- **Input for this task**
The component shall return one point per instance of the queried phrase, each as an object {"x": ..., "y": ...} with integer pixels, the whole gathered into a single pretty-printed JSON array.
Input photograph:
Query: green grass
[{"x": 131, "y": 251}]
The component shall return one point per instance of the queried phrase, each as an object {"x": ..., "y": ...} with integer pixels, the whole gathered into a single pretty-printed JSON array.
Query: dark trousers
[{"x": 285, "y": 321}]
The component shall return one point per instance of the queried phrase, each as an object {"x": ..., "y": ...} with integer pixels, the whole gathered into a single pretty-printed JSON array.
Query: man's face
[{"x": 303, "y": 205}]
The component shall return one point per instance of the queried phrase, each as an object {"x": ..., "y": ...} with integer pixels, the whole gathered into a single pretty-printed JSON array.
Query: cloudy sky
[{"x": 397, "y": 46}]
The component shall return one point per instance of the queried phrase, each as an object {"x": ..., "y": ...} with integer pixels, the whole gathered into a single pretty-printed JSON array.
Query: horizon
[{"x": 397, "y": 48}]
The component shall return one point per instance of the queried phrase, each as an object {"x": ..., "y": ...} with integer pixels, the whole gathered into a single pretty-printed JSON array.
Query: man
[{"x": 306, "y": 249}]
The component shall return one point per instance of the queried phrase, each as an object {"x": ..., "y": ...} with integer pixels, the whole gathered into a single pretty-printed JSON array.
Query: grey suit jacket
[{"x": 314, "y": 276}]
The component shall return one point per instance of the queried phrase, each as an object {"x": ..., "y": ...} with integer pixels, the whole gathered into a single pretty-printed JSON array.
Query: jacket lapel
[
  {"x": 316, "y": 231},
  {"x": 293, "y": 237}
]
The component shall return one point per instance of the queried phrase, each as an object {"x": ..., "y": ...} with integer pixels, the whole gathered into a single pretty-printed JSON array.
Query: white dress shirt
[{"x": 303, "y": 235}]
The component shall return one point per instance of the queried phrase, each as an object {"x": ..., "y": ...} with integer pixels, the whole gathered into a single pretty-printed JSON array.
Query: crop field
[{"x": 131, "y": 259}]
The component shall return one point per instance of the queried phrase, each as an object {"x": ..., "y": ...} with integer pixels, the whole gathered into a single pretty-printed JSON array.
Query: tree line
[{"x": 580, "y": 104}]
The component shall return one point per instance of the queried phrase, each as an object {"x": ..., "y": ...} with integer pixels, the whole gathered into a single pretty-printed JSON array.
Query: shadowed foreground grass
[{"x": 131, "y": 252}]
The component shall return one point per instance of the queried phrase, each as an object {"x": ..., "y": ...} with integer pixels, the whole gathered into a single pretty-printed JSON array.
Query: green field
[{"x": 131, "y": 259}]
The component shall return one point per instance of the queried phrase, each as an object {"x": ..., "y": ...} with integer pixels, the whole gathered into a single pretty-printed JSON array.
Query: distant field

- **Directions for this task**
Extract every line of the material that contains the string "field". Matching is case-sensitive.

- **Output of the exercise**
Query: crop field
Query: green field
Query: distant field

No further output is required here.